== SOURCE EXCERPT ==
It’s finally happened — Fantasy Flight Games has officially moved on to a new edition of the popular tabletop miniatures game X- Wing. The game originally debuted at Gen Con in 2012, and has been one of the best selling tabletop games since that time.
What does it all mean? What happens to the old ships? What happens to the cards? What will change? What about price? All these questions will continue to swirl until the official release of the game in September of this year. Lets take a look at some of what we already know.
Why It Had to Happen
X-Wing 2.0 was sorely needed. I haven’t been playing since Wave I, but it was clear upon my entry into the game that FFG had created the skeleton of something great, and then kept trying to band-aid problems that required a larger overhaul of a solution. A new edition will allow a much better point from which the game can grow.
The original game did not have things like turrets, modifications, or massive action economy. It was a simultaneous positioning game using Wings of Glory as a base concept, and then upgrading the mechanics and throwing the Star Wars universe on top for context. The result was awesome, but not without its flaws.
The game quickly wanted to introduce new and interesting interactions, upgrades, and pilots, but it was tough to implement some of the more intricate designs without rules ambiguity or making the old ships dated and irrelevant. For instance, once the T70 X-Wing was released, it included a better chassis, boost, and T-rolls on the dial. The T65 was simply a product of the a different age, and no longer had any real viability.
In order to “fix” the old ships released early in the games life, FFG put out fix packs which included cards specifically targeted to bring new life to weak ships. This increasingly came at more strenuous efforts. Upgrades would allow for reduced point costs, or additional upgrade slots, trying to boost the raw power of the dated ships. It was clunky and often a mess.
By resetting the game, FFG can look back and re-approach the entire design from a top-down standpoint. They’ve learned a lot in 6 years, and clearing up the rules, points, and power level of the game will be for the better.
What It Means
2.0 means that FFG hasn’t given up on the game like the naysayers proclaimed upon the release of Legion. In the past year, there has been a growing discontent within the X-Wing community at FFG’s seeming lack of care of balance or attention to its flagship game. Clearly, they had been working on the big fix behind the scenes.
2.0 will allow new players to enter the game without buying expansions of product that come with cards that do not do what they say they do on the cards. Further, we will go back to one core set to further reduce confusion.
However, this will need to be tempered with highly confusing overlap between 1.0 product and 2.0 product on the same shelves. 1.0 packs will only contain the old cards, which will not be used at all in the new game. Hopefully this transition is mostly painless, as no matter how they attempted the transfer, there was going to be some pain.
How to Convert
With a new edition, the existing community’s biggest question was – what happens to all my old stuff? At least, that was my first thought upon reading the announcement.
Luckily, I think, despite the hate flowing on Reddit, that FFG’s proposed conversion mechanism will work for the majority of players, and allow for a quick and easy entry point into the new game.
===
== INFORMATION PROVIDED ==
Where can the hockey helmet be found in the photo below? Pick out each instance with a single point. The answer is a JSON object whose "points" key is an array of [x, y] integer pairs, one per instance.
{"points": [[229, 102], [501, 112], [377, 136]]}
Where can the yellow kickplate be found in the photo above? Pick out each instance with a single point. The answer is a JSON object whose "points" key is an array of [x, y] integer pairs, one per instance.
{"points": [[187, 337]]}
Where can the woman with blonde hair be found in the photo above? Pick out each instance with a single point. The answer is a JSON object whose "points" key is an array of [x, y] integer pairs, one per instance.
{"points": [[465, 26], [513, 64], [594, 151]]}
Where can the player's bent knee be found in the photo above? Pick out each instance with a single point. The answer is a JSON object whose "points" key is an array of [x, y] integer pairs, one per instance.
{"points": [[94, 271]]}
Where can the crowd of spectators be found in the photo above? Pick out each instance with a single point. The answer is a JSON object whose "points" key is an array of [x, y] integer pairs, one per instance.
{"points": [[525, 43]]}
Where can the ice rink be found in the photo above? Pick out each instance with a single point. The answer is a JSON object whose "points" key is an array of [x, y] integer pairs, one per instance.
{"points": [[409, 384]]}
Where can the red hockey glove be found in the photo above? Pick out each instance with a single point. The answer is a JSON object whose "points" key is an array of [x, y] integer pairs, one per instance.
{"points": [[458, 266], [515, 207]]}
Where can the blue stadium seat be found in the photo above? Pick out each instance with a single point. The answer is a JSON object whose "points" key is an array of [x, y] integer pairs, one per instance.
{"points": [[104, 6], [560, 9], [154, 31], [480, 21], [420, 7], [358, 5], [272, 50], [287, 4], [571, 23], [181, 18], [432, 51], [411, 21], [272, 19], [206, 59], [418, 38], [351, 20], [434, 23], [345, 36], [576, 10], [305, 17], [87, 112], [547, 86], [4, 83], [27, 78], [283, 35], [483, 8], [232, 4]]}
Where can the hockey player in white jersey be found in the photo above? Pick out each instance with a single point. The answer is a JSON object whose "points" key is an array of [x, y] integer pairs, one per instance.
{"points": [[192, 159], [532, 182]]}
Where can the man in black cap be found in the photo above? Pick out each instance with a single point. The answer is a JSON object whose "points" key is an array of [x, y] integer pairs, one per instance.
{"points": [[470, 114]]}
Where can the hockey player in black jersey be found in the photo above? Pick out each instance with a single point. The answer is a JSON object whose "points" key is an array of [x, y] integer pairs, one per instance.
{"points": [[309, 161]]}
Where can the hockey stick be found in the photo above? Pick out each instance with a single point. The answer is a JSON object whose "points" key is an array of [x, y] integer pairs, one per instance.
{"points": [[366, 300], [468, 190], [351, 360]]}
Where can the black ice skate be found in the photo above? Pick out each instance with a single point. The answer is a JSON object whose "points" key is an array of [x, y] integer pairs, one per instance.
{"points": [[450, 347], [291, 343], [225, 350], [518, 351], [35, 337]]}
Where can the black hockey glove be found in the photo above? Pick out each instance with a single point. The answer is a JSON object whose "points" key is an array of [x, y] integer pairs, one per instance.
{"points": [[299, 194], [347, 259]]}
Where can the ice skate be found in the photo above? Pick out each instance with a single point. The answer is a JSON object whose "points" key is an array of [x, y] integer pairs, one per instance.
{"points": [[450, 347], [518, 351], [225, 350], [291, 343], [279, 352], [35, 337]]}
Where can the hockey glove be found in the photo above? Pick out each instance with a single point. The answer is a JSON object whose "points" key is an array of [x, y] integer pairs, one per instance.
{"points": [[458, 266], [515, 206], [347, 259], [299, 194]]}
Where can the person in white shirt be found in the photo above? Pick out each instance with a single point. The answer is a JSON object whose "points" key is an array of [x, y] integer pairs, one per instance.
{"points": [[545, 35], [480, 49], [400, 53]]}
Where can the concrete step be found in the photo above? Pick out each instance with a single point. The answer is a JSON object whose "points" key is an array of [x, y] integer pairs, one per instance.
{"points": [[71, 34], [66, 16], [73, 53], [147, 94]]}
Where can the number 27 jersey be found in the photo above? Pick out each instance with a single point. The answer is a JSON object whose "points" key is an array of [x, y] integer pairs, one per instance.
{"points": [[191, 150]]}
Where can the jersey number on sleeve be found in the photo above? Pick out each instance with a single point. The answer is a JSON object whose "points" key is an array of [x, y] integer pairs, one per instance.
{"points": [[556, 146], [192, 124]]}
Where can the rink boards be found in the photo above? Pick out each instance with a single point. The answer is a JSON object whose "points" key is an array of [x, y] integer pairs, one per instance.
===
- **PROBLEMS TO SOLVE**
[1] Transcribe the X-Wing 2.0 article word for word, beginning at "Why It Had to" and stopping after "without its flaws.".
[2] According to the X-Wing 2.0 article, where and in what year did the original game debut?
[3] Write the next part of the X-Wing 2.0 article, picking up after its last sentence.
The records above are separate material, apart from the X-Wing 2.0 article.

- **ANSWERS TO THE EXERCISE**
[1]
Why It Had to Happen
X-Wing 2.0 was sorely needed. I haven’t been playing since Wave I, but it was clear upon my entry into the game that FFG had created the skeleton of something great, and then kept trying to band-aid problems that required a larger overhaul of a solution. A new edition will allow a much better point from which the game can grow.
The original game did not have things like turrets, modifications, or massive action economy. It was a simultaneous positioning game using Wings of Glory as a base concept, and then upgrading the mechanics and throwing the Star Wars universe on top for context. The result was awesome, but not without its flaws.

[2] At Gen Con in 2012.

[3]
FFG has announced “Conversion Kits” for the Rebels, Imperials, and Scum. Each conversion kit will be $50, and will contain dials, cards, and cardboard for a slew of ships for the relevant faction. Essentially, for $50, you are getting the 2.0 components for a big load of faction specific ships. The kits do not come with the ship models.
What is the effect of this choice? Players with massive collections will need to potentially buy multiple copies of the same kit for each faction. Now, we do not know the points in the new game, but in general most lists contain 3 to 4 ships. The conversion pack comes with 2 to 3 to 4 ship’s worth of supplies of certain ships. So if you want to run triple Defenders, you will need two kits. However, I think the vast majority of people do not run large ship counts in regular games, and FFG have attempted to include multiples for the popular multiple ships.
I can’t really think of a better way to instantly allow existing collections to enter 2.0. Yes, $50 is not chump change, but compared to other industry competitors, its very good. There was never going to be a world where the conversion would be $25, and certainly not free. Its still a business, and given the new components, requires upgrading at a minimum.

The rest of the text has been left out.